----- Records

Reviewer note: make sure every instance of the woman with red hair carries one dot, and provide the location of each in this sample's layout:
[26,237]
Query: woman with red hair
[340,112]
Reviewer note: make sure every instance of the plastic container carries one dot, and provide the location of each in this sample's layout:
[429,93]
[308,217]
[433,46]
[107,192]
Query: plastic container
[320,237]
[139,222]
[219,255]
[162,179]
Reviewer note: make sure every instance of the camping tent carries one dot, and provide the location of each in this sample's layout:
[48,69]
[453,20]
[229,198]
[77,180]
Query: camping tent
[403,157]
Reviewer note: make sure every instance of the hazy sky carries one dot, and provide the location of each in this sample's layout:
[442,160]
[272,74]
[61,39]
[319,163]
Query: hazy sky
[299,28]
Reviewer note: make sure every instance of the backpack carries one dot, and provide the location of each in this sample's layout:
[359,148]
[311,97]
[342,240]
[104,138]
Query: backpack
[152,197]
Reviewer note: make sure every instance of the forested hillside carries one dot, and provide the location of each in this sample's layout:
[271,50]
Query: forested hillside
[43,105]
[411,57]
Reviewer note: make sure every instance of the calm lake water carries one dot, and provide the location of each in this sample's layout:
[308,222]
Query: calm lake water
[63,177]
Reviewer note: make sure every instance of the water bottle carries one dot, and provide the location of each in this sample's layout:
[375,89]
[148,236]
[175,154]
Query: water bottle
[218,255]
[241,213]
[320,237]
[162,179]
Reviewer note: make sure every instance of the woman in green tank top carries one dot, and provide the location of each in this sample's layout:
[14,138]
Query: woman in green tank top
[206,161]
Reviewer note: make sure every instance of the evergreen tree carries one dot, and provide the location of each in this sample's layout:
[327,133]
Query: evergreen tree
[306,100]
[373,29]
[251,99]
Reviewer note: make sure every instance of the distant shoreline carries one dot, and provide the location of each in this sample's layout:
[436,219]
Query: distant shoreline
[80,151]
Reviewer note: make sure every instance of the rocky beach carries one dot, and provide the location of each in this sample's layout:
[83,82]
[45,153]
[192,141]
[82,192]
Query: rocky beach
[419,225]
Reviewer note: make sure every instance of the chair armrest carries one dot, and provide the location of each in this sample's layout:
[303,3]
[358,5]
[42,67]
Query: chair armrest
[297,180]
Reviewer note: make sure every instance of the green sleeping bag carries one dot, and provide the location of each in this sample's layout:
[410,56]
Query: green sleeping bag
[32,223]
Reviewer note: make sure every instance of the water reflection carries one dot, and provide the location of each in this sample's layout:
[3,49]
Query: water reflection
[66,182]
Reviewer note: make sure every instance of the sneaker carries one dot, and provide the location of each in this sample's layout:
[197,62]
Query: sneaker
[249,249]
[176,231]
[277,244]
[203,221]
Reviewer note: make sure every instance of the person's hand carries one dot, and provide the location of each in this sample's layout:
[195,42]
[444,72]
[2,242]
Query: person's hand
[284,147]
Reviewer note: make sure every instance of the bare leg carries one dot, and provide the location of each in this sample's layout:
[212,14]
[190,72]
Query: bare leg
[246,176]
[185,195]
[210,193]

----------

What needs to be done ->
Could you return every one of the rows above word for word, keeping each line as it is and in the same order?

The result ->
Reviewer note: make sure every instance of the woman with red hair carries one dot, and provide the location of each in this sample's layout:
[26,237]
Query: woman with red hair
[340,112]
Reviewer note: make sure every instance of the plastic container carries one dot, and provide the location of each in this sample's layout:
[429,93]
[308,217]
[433,46]
[107,192]
Query: plastic container
[320,237]
[139,222]
[219,255]
[162,179]
Reviewer note: make sure every instance of the camping tent carries one dot, and provide the location of each in this sample's layout:
[48,69]
[453,20]
[229,198]
[77,180]
Query: camping tent
[403,157]
Reviewer note: make sure every instance of the hazy sky carries one dot, and provide the location of each in this sample's layout:
[442,160]
[272,74]
[61,39]
[319,163]
Query: hazy sky
[299,28]
Reviewer note: make sure every instance of the backpack carries one dot, and provide the location of each in this sample's layout:
[359,148]
[311,97]
[342,240]
[104,138]
Query: backpack
[152,197]
Reviewer note: make sure every instance of the forested hillside carries one dot, and provide the location of each in this sample's layout:
[271,50]
Query: forested hillside
[43,105]
[411,57]
Reviewer note: make sure every instance of the calm lake water carries one dot, and provide the location of each in this sample's layout:
[308,222]
Query: calm lake water
[63,177]
Reviewer note: make sure every instance of the water bottle carries one dot, and provide the location of each in this sample's layout:
[375,89]
[148,236]
[175,154]
Query: water bottle
[218,255]
[241,213]
[320,237]
[162,179]
Reviewer note: make sure every instance of the woman in green tank top carries one dot, and provide the location of each in this sample's layout:
[14,138]
Query: woman in green tank top
[206,161]
Reviewer note: make sure every instance of the evergreen tree carries one dot, and provide the location of each in this sample's layout:
[327,133]
Query: evergreen tree
[306,100]
[373,29]
[251,99]
Reviewer note: make sure every instance of the distant shoreline carries one dot, and provide the location of each in this sample's layout:
[436,219]
Query: distant shoreline
[80,151]
Reviewer note: make sure every instance of the rocky beach carries one dot, and provide the location of each in this sample's layout:
[83,82]
[45,153]
[192,141]
[82,192]
Query: rocky beach
[419,225]
Reviewer note: make sure every instance of the chair armrest carries one dot, and provide the location of each in this sample's layout:
[303,3]
[358,5]
[42,67]
Query: chair armrest
[297,180]
Reviewer note: make sure every instance of the green sleeping bag carries one dot, and provide the location of each in this sample's layout:
[410,56]
Query: green sleeping bag
[32,223]
Reviewer note: make sure every instance of the water reflection carries one dot, and provide the location of each in this sample's layout:
[3,49]
Query: water reflection
[66,182]
Reviewer note: make sure every instance of the sneaker carries one dot, and provide the location of each in this sample's layout:
[197,62]
Query: sneaker
[249,249]
[176,231]
[277,244]
[203,221]
Reviewer note: make sure every instance of the person's hand carries one dot, and provide the location of each in this sample's layout:
[195,42]
[444,72]
[2,242]
Query: person's hand
[284,147]
Reviewer note: make sure every instance of the bare leg carries one dot, and provide the location of each in this sample's layout:
[212,14]
[190,72]
Query: bare leg
[246,176]
[185,195]
[210,193]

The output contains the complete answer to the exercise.